What is expected: Your answer must contain only the lines from the one containing "Question. Identify every instance of the stadium" through the end of the entries below, reproduced character for character.
■ ■ ■ ■ ■ ■ ■
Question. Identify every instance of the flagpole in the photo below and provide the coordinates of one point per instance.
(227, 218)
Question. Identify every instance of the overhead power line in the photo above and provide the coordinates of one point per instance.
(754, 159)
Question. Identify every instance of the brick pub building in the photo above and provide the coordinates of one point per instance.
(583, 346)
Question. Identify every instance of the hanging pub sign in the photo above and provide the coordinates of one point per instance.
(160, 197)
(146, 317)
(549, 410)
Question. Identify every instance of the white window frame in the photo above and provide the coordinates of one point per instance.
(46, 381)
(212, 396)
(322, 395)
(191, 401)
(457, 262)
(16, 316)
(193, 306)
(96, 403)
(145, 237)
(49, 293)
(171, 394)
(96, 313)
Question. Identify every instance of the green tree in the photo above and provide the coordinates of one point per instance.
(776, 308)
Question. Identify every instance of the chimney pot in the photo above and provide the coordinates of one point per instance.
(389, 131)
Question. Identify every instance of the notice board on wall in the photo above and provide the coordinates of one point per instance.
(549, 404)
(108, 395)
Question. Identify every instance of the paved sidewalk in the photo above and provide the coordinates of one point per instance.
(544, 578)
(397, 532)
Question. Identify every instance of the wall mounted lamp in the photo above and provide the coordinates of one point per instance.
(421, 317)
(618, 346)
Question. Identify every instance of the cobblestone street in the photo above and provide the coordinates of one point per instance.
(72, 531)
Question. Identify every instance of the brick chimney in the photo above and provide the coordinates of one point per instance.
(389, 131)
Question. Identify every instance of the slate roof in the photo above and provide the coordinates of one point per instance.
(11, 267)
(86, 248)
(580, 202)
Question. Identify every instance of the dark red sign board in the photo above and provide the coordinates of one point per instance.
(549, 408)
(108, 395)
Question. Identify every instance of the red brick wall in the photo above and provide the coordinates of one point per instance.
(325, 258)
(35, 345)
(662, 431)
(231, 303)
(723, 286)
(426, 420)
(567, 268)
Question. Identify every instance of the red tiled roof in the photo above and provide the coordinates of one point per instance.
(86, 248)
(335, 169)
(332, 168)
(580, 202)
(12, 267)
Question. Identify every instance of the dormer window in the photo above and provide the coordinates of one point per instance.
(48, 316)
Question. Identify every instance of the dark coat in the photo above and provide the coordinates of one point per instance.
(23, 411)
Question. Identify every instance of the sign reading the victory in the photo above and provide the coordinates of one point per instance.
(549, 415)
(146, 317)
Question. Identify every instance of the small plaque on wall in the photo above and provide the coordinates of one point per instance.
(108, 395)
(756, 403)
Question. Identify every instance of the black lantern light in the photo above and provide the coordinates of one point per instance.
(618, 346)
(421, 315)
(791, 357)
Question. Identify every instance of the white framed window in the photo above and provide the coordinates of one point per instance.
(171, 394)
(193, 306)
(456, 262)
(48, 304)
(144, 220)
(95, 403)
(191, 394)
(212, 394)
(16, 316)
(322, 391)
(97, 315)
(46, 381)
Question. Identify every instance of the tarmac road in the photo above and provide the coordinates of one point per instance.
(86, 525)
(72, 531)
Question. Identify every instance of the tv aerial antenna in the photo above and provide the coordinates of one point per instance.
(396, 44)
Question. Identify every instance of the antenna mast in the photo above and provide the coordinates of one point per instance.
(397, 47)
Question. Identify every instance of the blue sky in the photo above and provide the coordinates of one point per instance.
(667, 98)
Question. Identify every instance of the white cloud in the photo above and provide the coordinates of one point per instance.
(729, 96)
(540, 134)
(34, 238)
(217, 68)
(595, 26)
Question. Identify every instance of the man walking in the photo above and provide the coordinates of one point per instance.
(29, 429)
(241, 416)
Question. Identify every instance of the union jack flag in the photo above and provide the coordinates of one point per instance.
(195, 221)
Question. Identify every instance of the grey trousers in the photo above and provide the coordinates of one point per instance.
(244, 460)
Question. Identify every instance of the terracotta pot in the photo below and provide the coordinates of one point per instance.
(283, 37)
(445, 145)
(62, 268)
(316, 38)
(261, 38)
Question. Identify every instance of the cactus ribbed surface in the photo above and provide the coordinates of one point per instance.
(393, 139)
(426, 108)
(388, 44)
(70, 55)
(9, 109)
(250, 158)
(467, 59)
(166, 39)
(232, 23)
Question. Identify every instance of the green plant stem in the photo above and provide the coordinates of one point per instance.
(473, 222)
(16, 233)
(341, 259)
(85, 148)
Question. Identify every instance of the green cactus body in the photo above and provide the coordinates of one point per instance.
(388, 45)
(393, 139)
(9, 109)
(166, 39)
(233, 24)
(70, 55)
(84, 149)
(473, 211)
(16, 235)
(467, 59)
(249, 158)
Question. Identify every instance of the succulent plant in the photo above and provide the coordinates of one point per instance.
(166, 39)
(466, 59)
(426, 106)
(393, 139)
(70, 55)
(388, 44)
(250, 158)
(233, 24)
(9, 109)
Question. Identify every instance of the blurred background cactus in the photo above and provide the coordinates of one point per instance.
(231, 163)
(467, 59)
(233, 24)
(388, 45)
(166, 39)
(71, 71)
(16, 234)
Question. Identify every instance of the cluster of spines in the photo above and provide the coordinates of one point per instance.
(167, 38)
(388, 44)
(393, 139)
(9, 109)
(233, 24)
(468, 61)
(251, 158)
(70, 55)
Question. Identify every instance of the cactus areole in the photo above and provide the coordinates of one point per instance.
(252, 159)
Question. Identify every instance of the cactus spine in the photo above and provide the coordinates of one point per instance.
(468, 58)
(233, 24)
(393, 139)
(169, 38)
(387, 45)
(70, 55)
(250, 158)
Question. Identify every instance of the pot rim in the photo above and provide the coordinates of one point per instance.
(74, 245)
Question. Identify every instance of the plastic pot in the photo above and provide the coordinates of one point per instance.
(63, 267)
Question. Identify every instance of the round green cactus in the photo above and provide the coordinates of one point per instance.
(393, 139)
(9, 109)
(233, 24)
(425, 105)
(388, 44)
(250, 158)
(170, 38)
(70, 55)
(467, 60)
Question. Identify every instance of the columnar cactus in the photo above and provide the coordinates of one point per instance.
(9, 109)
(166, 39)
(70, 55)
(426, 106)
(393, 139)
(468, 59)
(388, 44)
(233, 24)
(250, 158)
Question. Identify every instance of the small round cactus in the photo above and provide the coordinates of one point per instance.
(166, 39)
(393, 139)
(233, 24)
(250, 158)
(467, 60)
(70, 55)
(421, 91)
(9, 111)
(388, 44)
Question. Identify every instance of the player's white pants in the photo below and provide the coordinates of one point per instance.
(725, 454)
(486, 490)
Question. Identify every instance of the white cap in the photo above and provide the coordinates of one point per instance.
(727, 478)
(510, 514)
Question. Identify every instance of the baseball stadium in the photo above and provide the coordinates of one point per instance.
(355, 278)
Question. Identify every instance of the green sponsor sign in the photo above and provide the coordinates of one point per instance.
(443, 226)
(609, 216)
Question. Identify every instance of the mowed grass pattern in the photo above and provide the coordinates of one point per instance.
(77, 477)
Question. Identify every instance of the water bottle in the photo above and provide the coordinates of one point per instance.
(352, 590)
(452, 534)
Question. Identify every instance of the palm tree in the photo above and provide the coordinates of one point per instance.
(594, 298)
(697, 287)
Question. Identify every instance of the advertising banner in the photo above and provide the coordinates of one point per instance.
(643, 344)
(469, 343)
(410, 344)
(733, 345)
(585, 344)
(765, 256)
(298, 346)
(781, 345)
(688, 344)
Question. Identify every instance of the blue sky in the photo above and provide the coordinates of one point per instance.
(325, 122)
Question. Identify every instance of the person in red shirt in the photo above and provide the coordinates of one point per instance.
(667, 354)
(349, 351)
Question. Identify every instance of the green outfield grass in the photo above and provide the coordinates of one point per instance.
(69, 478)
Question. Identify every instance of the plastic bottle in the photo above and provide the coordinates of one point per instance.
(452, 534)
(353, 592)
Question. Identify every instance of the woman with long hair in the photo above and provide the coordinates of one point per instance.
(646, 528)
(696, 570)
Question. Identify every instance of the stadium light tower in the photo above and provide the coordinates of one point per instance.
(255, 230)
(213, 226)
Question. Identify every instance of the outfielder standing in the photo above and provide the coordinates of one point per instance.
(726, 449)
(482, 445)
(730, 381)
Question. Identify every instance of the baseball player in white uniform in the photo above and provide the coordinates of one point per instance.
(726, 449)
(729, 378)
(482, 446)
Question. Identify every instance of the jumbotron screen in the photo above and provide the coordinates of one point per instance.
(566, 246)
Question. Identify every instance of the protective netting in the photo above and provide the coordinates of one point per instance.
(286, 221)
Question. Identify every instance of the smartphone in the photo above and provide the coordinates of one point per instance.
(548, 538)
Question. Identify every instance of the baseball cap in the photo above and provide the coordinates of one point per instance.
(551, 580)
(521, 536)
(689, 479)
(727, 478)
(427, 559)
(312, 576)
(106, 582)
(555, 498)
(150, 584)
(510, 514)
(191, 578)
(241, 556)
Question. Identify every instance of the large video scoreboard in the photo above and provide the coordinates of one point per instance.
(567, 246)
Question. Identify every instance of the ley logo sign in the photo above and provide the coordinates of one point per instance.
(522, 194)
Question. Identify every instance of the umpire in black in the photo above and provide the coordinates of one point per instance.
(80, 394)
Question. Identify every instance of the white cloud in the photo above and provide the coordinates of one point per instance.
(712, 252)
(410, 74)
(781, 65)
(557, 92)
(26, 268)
■ ■ ■ ■ ■ ■ ■
Solution:
Question. Identify every instance of the stadium light tower in the photo above and provide the coordinates of one point per instance.
(255, 230)
(213, 226)
Question. Identify every instance of the outfielder standing in the photo above and provide the coordinates of one point per instance.
(726, 449)
(482, 445)
(730, 381)
Question. Identify every instance of the baseball player in white uniform in the photo above and provide the coordinates of one point per instance.
(726, 449)
(729, 378)
(482, 446)
Question. Identify every instance of the jumbotron screen in the photo above and provide the coordinates of one point per instance.
(566, 246)
Question. Identify every instance of the protective netting in the photo above and provide the coordinates of one point per instance.
(286, 221)
Question. Identify every instance of the smartphone in the photo above and provide the coordinates of one point per instance.
(548, 538)
Question. Identify every instance of the baseball cap in the photo above and provide the coordinates of one point per instance.
(551, 580)
(521, 536)
(689, 479)
(727, 478)
(427, 559)
(312, 576)
(106, 582)
(555, 498)
(150, 584)
(510, 514)
(191, 578)
(241, 556)
Question. Identify every instance of the large video scoreboard in the photo above and provide the coordinates of one point per instance.
(567, 246)
Question. Identify every instance of the ley logo sign in the photo above and provide the coordinates of one point per instance.
(522, 194)
Question. Identify every instance of the umpire in black in the photo above and provide the coordinates of one point per instance.
(80, 394)
Question. Identify every instance of the white cloud in the photo above and provide the coordinates of one point per instance.
(712, 252)
(410, 74)
(781, 65)
(557, 92)
(26, 268)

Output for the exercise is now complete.